→ **Data records**:
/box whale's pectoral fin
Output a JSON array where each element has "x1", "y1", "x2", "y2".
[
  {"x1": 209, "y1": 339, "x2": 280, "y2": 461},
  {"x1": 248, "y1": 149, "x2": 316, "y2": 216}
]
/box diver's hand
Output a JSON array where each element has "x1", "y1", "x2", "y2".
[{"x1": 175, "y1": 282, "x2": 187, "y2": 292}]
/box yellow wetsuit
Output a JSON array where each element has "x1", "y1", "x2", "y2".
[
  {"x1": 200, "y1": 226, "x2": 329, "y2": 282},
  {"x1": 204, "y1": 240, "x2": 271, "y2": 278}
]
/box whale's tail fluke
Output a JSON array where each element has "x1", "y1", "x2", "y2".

...

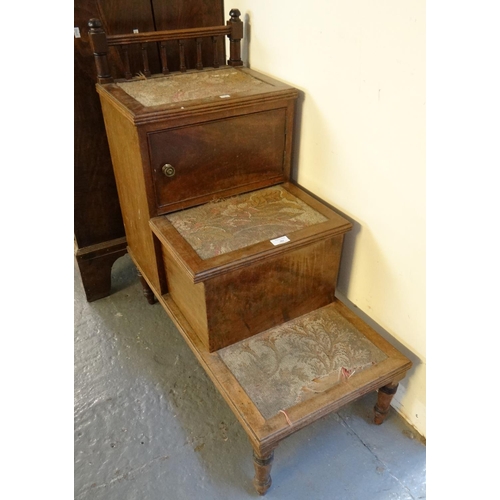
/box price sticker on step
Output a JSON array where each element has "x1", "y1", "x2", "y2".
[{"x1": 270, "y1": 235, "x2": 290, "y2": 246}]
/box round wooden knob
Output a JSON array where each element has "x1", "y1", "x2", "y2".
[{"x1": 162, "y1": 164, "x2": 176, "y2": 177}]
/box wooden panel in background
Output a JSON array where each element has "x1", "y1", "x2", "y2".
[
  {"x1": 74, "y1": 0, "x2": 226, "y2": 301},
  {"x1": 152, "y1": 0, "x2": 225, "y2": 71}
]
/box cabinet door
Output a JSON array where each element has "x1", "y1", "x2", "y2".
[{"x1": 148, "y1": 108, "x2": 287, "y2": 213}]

→ **Exercise objective**: Lines containing the word "wooden" must be found in the data above and copied.

→ **Written response**:
/box round wooden knob
/box wooden panel in background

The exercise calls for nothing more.